> _Consigne_: Dans le texte sur les espaces éducatifs hybrides, recopiez le passage en partant de « Les espaces éducatifs » et en allant jusqu'à « 2, Didactique professionnelle) », en remplaçant « Sociologie » par « Sciences sociales ».

Les espaces éducatifs hybrides
Participants
Julien Barrier (Triangle, ENS de Lyon/IFé, Sociologie), Patricia Lambert (ICAR, ENS de Lyon/IFé, Sciences du langage), Daniel Frandji (Triangle, ENS de Lyon/IFé, Sociologie), Laurent Veillard (ICAR, Université Lyon 2, Didactique professionnelle)
Le paysage de la recherche en éducation en France recèle encore de nombreux territoires mal explorés. La plupart des travaux existants sont focalisés sur ce qui se joue à l’école, principalement dans l’enseignement général, aux niveaux primaire ou secondaire. Comparativement, d’autres domaines ou niveaux comme l’enseignement professionnel ou technologique, les filières supérieures, apparaissent beaucoup moins documentés. De même, les recherches sur les situations ou pratiques éducatives dites informelles ou tacites dans différents types d’espaces sociaux (familles, associations, quartiers, lieux de travail, etc.) restent assez marginales. Cette focalisation sur ce qui se joue dans les espaces scolaires d’enseignement général conduit souvent à distinguer et opposer deux espaces : ceux (les véritables) consacrés à l’acquisition d’une culture savante et disciplinaire, principalement par le biais de pratiques littéraciées, distanciées et réflexives, privilégiant la conceptualisation et l’explication des pratiques humaines, des œuvres et des phénomènes naturels (Bourdieu, 1980; Lahire, Thin, & Vincent, 1994; Lahire, 2008; Pastré, 2008) ; et ceux qui développent des apprentissages par corps, segmentés, contextualisés etc.

> _Entrées d'annotation par coordonnées_:
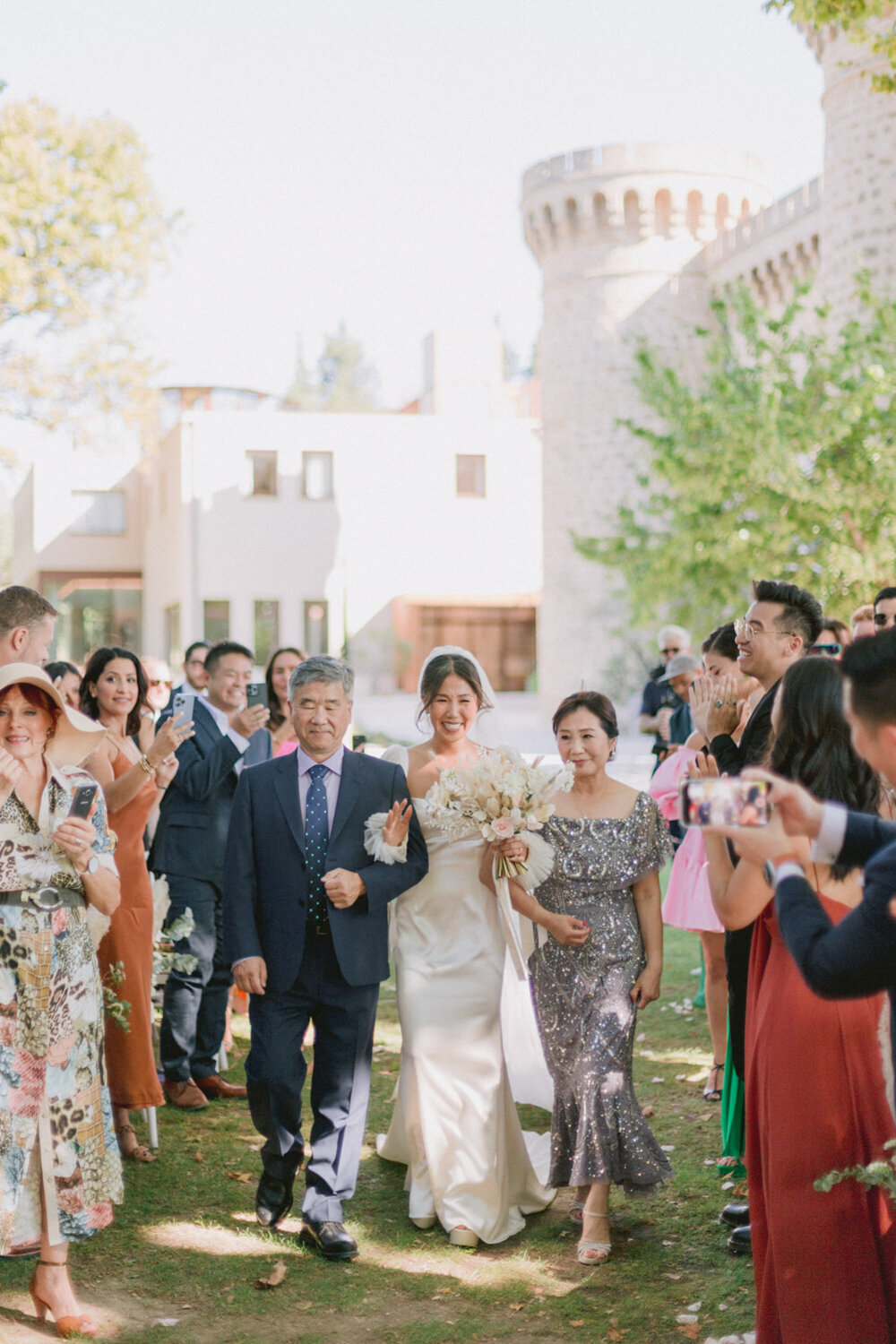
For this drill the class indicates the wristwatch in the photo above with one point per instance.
(770, 868)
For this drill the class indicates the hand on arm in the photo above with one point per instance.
(252, 975)
(648, 905)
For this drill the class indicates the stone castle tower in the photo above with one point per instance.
(630, 242)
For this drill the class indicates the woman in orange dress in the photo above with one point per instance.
(113, 691)
(825, 1263)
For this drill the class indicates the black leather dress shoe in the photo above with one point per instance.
(273, 1201)
(328, 1239)
(735, 1215)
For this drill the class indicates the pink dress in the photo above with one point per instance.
(686, 903)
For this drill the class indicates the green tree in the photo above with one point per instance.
(857, 19)
(81, 228)
(346, 382)
(777, 460)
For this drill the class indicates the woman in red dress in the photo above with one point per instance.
(113, 691)
(825, 1263)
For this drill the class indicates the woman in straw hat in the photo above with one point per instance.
(59, 1164)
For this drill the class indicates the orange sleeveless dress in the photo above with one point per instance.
(131, 1061)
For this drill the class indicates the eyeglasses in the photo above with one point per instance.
(747, 632)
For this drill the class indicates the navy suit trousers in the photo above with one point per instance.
(343, 1016)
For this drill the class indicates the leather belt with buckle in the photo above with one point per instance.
(45, 898)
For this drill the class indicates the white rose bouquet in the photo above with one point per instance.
(500, 796)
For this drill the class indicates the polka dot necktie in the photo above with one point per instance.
(316, 840)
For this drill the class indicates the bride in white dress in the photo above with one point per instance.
(470, 1167)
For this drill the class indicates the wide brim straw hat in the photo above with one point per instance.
(75, 736)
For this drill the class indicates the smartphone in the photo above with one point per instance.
(82, 800)
(257, 694)
(182, 707)
(723, 803)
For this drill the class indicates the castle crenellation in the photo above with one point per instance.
(632, 241)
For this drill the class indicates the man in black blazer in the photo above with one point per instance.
(857, 956)
(306, 894)
(188, 849)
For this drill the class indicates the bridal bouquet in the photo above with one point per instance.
(500, 796)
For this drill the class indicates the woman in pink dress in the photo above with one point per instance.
(688, 903)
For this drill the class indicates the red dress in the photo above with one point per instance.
(131, 1062)
(825, 1263)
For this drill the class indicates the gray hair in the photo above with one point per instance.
(322, 668)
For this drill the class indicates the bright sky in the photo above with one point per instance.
(362, 159)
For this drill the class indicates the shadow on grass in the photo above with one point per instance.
(185, 1247)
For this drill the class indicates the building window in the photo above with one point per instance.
(317, 476)
(316, 628)
(174, 648)
(263, 472)
(266, 631)
(102, 513)
(215, 621)
(470, 476)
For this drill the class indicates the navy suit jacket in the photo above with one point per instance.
(266, 875)
(191, 835)
(857, 956)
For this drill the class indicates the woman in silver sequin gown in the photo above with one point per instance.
(599, 962)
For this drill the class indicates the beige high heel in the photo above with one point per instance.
(589, 1252)
(67, 1327)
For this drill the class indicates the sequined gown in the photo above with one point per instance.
(586, 1015)
(454, 1123)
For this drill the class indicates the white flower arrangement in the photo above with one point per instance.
(501, 796)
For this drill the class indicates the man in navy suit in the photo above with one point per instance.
(306, 932)
(857, 956)
(188, 849)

> _Réponse attendue_:
Les espaces éducatifs hybrides
Participants
Julien Barrier (Triangle, ENS de Lyon/IFé, Sciences sociales), Patricia Lambert (ICAR, ENS de Lyon/IFé, Sciences du langage), Daniel Frandji (Triangle, ENS de Lyon/IFé, Sciences sociales), Laurent Veillard (ICAR, Université Lyon 2, Didactique professionnelle)